### RECORD EXCERPTS

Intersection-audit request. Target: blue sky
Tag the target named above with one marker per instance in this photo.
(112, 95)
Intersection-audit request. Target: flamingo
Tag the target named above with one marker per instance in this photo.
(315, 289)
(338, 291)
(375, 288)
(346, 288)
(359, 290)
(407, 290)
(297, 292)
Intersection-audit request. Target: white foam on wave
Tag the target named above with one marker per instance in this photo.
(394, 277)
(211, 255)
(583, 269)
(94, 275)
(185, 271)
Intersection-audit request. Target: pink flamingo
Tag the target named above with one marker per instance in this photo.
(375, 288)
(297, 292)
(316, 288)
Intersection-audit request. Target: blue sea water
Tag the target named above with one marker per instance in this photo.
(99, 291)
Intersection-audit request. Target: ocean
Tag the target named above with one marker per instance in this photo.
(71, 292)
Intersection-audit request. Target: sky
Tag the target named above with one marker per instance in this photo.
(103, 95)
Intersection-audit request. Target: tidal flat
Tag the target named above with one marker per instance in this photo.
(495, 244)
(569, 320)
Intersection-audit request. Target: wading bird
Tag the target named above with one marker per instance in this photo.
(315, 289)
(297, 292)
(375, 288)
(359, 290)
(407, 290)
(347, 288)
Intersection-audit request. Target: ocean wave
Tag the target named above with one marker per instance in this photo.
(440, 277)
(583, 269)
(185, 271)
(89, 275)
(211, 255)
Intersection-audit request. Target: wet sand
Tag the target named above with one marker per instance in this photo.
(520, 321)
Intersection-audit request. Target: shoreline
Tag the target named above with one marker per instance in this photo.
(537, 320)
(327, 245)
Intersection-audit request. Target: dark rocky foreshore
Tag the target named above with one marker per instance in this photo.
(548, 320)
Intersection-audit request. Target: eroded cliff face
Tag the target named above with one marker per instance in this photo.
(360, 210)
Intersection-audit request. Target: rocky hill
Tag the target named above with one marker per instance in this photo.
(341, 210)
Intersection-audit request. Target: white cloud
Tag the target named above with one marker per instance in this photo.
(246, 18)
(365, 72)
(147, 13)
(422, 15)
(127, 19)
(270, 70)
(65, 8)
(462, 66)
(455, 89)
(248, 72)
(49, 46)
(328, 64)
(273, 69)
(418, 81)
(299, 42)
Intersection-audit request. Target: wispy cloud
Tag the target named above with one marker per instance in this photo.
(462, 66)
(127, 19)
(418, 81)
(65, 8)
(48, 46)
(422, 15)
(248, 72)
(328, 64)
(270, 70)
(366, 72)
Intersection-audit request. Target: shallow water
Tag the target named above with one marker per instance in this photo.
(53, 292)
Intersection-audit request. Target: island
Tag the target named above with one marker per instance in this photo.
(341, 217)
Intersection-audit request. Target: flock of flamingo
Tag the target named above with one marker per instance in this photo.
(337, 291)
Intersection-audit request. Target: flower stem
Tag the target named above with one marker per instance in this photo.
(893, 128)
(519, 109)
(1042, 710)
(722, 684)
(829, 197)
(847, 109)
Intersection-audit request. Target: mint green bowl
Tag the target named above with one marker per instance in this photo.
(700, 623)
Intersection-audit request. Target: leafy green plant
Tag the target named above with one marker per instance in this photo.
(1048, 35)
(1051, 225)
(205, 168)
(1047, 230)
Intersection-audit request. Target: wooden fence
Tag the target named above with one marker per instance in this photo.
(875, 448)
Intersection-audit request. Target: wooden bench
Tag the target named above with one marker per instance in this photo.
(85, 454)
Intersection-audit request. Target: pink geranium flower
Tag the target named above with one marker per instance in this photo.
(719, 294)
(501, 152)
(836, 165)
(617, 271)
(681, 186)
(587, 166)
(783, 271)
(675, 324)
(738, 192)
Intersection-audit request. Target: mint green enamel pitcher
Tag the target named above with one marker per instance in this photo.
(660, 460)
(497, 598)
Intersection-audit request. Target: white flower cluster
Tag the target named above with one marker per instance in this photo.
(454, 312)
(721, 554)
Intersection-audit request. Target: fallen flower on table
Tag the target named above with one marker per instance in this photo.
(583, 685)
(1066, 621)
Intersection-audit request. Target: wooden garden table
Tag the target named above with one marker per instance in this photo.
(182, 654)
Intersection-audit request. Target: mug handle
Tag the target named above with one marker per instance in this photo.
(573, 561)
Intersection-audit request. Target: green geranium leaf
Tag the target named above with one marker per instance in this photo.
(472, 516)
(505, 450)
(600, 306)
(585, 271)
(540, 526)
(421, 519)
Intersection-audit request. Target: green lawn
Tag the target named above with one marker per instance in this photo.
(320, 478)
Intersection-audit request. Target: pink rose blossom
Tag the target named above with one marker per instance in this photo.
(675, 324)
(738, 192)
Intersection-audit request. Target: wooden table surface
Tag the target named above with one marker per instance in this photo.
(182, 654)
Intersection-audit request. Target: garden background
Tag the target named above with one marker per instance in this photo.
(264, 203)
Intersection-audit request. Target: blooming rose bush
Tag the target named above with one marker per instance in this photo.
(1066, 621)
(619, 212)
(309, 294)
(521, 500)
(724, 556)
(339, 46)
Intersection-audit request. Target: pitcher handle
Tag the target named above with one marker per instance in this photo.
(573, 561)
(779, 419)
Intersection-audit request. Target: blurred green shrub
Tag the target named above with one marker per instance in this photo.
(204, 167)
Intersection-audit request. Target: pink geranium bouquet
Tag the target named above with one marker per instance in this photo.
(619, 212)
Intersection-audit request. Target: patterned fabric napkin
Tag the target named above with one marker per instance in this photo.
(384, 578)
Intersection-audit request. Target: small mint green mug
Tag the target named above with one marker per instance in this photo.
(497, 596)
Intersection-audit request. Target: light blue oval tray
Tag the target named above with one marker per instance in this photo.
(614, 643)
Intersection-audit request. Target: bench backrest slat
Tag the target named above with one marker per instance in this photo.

######

The listing above should be transcribed in full, exactly as written.

Intersection-audit request. Target: blue sky
Tag the target named above with one marker per instance in this photo.
(112, 95)
Intersection-audit request. Target: flamingo
Tag the target named above with one marker per instance in this photo.
(315, 289)
(338, 291)
(375, 288)
(346, 288)
(359, 290)
(407, 290)
(297, 292)
Intersection-audit request. Target: white foam on wave
Tag the target named above with one marker per instance in this photo.
(394, 277)
(211, 255)
(583, 269)
(94, 275)
(185, 271)
Intersection-audit request. Target: pink flamingo
Tag the target named above with one marker per instance in this photo.
(375, 288)
(297, 292)
(316, 288)
Intersection-audit request. Target: blue sea water
Tag the target named above with one marker per instance in this photo.
(99, 291)
Intersection-audit request. Target: ocean
Tag the target named above with one marker per instance in this photo.
(71, 292)
Intersection-audit request. Target: sky
Tag the target named above with one marker per instance in this photo.
(103, 95)
Intersection-audit request. Target: tidal flat
Tag the target named above with one marker per instance in this photo.
(495, 244)
(569, 320)
Intersection-audit request. Target: wading bird
Tag the target named above with one marker per instance in this photo.
(315, 289)
(297, 292)
(375, 288)
(359, 290)
(407, 290)
(347, 288)
Intersection-audit request. Target: ocean wave
Tag the target named above with one marker per instance in this photo.
(440, 277)
(583, 269)
(185, 271)
(89, 275)
(211, 255)
Intersection-audit request. Target: wet sand
Tag the target named above with one marker per instance in this photo.
(520, 321)
Intersection-audit request. Target: shoreline
Tag the target named above with one marker per instance in this photo.
(537, 320)
(327, 245)
Intersection-audit request. Target: dark rocky foreshore
Tag the target named above with one marker per instance in this photo.
(548, 320)
Intersection-audit request. Target: eroded cliff face
Tag the target named above with one marker per instance in this photo.
(360, 210)
Intersection-audit request. Target: rocky hill
Tag the target named above with one marker per instance in this photo.
(341, 210)
Intersection-audit request. Target: white cloud
Tag the target named above with one marker per instance in this photo.
(246, 18)
(365, 72)
(147, 13)
(422, 15)
(127, 19)
(270, 70)
(65, 8)
(462, 66)
(455, 89)
(248, 72)
(49, 46)
(328, 64)
(273, 69)
(418, 81)
(299, 42)
Intersection-audit request. Target: wispy cloud
Tag the target named above with one marker per instance in this photo.
(462, 66)
(127, 19)
(418, 81)
(65, 8)
(48, 46)
(422, 15)
(248, 72)
(328, 64)
(270, 70)
(366, 72)
Intersection-audit request. Target: shallow water
Tag the target named above with one marker per instance in this photo.
(53, 292)
Intersection-audit request. Target: island
Tag the target named above with one marker per instance in this photo.
(341, 217)
Intersection-audit request. Target: flock of flamingo
Tag the target named above with one marker per instance in this photo.
(337, 291)
Intersection-audit request. Target: flower stem
Tag the target named above with one marker per instance in this photo.
(893, 128)
(519, 109)
(1042, 710)
(722, 684)
(829, 197)
(847, 109)
Intersection-audit request. Target: mint green bowl
Tag the target named above with one marker per instance in this photo.
(700, 623)
Intersection-audit request. Target: leafy green plant
Tag the target named above with one marker per instance in this photo.
(1048, 35)
(1051, 225)
(205, 168)
(1047, 230)
Intersection-audit request. Target: wooden fence
Tag the target named above with one marker per instance in this photo.
(875, 448)
Intersection-audit request. Target: wooden bench
Tag the target named above with one marker per instance in this photo.
(85, 454)
Intersection-audit request. Target: pink geranium flower
Tag the target named above with one marker per instance in this photo.
(719, 294)
(501, 152)
(836, 165)
(617, 271)
(681, 186)
(587, 166)
(783, 271)
(675, 324)
(738, 192)
Intersection-audit request. Target: mint green enamel pitcher
Tag the target named above with one marker per instance in this photo.
(660, 460)
(497, 598)
Intersection-audit request. Target: white flower cluster
Tag the target named above with one marker per instance in this photo.
(454, 312)
(721, 554)
Intersection-audit request. Target: fallen flower on table
Tag the target named above with one marker per instance in this photo.
(583, 685)
(1066, 621)
Intersection-audit request. Target: wooden garden table
Tag the target named above with one marker per instance in this photo.
(182, 654)
Intersection-audit request. Target: mug handle
Tag the target named above with one marker per instance in this photo.
(573, 561)
Intersection-audit request. Target: green geranium leaf
Tag the target named above with one marker per instance in this photo.
(472, 516)
(505, 450)
(600, 306)
(585, 271)
(540, 526)
(421, 519)
Intersection-audit request. Target: green lawn
Tag the target named above with one marker per instance in this photo.
(320, 478)
Intersection-audit request. Target: pink rose blossom
Tag the target named above with one marker per instance in this photo.
(675, 324)
(738, 192)
Intersection-audit request. Target: wooden table surface
Tag the target named above with one marker per instance in this photo.
(182, 654)
Intersection-audit request. Target: garden background
Tag the target named above with one marker per instance in this photo.
(264, 203)
Intersection-audit request. Target: blooming rose bush
Tag the target named above with one marker per instance in this photo.
(1066, 621)
(619, 212)
(309, 294)
(521, 500)
(724, 556)
(339, 46)
Intersection-audit request. Target: pitcher handle
Tag the target named above with one marker per instance in this photo.
(573, 561)
(779, 419)
Intersection-audit request. Target: blurred green shrub
Tag the target named above with one marker per instance in this photo.
(204, 167)
Intersection-audit request. Target: pink geranium bouquet
Tag the target named above with one marker per instance in this photo.
(619, 212)
Intersection-audit request. Target: patterned fabric napkin
Tag the target named above with one marker per instance in this photo.
(384, 578)
Intersection-audit request. Target: small mint green mug
Tag the target named above with one marker per instance in this photo.
(497, 596)
Intersection-audit request. Target: light blue oval tray
Tag the target named above with one marker per instance in this photo.
(614, 643)
Intersection-audit request. Target: bench backrest slat
Tag the target named above with one marker per instance in this photo.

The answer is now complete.